At Long Last, NSA Finally Recommends Its Bulk Phone Collection Program Be Put Out Of Its Misery

from the DNR-please dept

Early last month, it appeared the NSA was ready to shut down its bulk phone records collection. The subject of the first Snowden leak was argued to be an essential part of the national security process, but as it underwent significant modifications, the NSA seemed willing to sacrifice a program of dwindling value to save its more intrusive collections.

This perhaps inadvertent revelation came via a podcast, which is just the way things are done these days. Appearing on the Lawfare podcast, national security advisor Luke Murry had this to say about the Section 215 phone records collection:

Mr. Murry brought up the pending expiration of the Freedom Act, but then disclosed that the Trump administration “hasn’t actually been using it for the past six months.”

“I’m actually not certain that the administration will want to start that back up,” Mr. Murry said.

NSA abandonware. That’s one for the history books. This comment has now received official backup from the NSA, which has informed its oversight that it’s not really interested in continuing this surveillance program.

The National Security Agency (NSA) has formally recommended that the White House drop the phone surveillance program that collects information about millions of US phone calls and text messages. The Wall Street Journal reports that people familiar with the matter say the logistical and legal burdens of maintaining the program outweigh any intelligence benefits it brings.

The program’s alterations — courtesy of the USA Freedom Act — now require the NSA to provide reasonable, articulable suspicion prior to asking for records from phone companies. The phone companies simply return responsive records, rather than hand over call data on all calls to the agency for it to sort through at its leisure. The NSA claims “logistical and legal” issues make this program not worth continuing. Perhaps it’s actually the evidentiary burden that’s making this too much of a hassle — more “legal” than “logistical.”

## WHAT THIS EXERCISE ASKS
1. From the article on the NSA phone records program, copy word for word the passage starting at "Mr. Murry brought" and ending at "benefits it brings.".
2. In the article on the NSA phone records program, what must the NSA now provide before asking phone companies for records?

## ENTRIES SHOWN
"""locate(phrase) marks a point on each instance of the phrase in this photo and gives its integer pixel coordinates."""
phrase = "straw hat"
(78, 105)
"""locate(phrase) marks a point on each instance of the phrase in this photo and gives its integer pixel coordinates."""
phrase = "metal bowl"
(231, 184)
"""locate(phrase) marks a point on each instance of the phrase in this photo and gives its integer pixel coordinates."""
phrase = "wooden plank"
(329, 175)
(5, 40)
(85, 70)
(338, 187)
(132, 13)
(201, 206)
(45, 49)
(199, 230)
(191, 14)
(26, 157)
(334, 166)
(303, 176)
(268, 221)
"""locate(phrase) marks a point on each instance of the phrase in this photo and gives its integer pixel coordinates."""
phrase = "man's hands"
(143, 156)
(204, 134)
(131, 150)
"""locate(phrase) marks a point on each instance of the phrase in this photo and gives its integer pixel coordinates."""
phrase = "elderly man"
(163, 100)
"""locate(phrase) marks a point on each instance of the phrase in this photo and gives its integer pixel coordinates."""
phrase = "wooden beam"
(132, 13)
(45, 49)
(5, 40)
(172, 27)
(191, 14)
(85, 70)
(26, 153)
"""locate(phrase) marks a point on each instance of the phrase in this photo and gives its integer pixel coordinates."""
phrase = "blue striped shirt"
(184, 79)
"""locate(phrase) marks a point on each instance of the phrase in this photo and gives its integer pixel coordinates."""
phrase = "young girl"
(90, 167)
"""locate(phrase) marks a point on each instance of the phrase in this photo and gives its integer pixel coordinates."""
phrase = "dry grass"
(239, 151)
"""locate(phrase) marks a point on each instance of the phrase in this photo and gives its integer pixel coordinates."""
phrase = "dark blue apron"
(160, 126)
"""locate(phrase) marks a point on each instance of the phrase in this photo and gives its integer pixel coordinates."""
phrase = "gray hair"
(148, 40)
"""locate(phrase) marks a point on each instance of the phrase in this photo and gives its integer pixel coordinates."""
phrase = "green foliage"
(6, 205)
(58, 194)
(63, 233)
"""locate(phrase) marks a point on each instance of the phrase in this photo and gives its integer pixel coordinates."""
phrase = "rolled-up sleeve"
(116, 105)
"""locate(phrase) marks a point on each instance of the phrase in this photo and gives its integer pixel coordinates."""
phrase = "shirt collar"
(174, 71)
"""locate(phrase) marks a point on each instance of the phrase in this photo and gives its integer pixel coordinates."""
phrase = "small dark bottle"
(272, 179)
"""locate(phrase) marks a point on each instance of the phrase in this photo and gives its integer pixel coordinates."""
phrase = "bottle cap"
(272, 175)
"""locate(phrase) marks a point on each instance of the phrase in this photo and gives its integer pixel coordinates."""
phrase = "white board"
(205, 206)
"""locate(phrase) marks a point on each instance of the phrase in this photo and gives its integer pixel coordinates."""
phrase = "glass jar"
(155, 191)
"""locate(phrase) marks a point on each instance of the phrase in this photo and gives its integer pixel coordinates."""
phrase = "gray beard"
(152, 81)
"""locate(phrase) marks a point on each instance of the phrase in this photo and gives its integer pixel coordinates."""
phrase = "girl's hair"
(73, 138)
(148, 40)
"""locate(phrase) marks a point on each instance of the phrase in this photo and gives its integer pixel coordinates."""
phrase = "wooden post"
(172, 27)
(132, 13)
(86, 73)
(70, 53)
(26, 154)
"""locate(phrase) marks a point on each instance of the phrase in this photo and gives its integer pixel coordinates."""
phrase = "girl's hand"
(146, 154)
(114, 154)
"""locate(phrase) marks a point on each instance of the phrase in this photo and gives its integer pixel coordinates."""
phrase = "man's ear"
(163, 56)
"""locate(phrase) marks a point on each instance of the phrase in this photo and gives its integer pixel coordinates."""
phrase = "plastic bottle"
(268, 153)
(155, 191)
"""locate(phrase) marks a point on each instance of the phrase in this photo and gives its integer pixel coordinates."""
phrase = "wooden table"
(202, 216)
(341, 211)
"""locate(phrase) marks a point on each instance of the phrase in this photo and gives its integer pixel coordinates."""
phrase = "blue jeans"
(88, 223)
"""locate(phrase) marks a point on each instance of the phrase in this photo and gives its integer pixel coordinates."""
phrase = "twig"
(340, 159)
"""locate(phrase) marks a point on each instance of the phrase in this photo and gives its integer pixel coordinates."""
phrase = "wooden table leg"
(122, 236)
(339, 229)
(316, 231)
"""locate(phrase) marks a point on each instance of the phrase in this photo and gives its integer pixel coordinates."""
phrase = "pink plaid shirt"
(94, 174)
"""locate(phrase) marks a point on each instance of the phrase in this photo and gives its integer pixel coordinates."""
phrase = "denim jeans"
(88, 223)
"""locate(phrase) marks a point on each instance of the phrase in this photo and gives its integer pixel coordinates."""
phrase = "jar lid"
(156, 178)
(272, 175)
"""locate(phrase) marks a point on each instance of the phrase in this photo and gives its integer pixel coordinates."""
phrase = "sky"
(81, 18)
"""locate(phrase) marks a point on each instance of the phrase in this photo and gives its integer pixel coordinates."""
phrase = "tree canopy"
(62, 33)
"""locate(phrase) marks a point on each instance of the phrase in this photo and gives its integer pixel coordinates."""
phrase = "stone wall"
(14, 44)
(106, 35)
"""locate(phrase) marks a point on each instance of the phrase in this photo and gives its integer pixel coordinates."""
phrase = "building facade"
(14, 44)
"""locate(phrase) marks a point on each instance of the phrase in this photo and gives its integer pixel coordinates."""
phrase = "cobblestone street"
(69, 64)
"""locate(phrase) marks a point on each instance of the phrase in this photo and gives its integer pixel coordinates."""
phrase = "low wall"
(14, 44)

## PER-TASK OUTPUTS
1.
Mr. Murry brought up the pending expiration of the Freedom Act, but then disclosed that the Trump administration “hasn’t actually been using it for the past six months.”

“I’m actually not certain that the administration will want to start that back up,” Mr. Murry said.

NSA abandonware. That’s one for the history books. This comment has now received official backup from the NSA, which has informed its oversight that it’s not really interested in continuing this surveillance program.

The National Security Agency (NSA) has formally recommended that the White House drop the phone surveillance program that collects information about millions of US phone calls and text messages. The Wall Street Journal reports that people familiar with the matter say the logistical and legal burdens of maintaining the program outweigh any intelligence benefits it brings.

2. Reasonable, articulable suspicion.